- INPUT -
+++
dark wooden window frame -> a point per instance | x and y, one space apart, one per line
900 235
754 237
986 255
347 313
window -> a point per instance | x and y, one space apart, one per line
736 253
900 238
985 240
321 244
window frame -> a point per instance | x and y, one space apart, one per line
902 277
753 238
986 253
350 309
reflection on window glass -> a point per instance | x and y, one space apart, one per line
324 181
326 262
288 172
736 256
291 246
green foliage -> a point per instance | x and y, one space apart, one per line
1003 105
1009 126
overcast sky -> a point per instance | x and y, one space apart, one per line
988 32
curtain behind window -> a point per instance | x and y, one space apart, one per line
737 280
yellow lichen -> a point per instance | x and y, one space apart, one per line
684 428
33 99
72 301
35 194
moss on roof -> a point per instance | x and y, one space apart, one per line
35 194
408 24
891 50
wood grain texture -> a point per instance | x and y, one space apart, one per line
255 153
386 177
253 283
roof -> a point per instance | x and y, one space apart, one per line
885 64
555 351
+++
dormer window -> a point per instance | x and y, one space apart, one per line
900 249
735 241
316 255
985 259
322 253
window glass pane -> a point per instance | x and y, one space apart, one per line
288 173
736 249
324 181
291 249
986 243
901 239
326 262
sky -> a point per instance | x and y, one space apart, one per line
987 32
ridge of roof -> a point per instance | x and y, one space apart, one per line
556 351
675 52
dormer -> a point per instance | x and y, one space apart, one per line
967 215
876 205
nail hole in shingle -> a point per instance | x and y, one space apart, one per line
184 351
+++
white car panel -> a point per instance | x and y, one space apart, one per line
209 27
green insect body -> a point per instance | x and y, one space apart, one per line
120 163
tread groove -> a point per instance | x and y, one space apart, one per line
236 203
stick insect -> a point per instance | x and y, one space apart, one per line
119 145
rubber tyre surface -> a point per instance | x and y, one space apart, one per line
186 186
+++
- REQUIRED TASK -
Copy out every line in the records above that contains the word "dormer".

- RESULT -
dormer window -> a point per instance | x and y, one space apart, one per line
dormer -> a point per instance | x and y, one space apart, one per line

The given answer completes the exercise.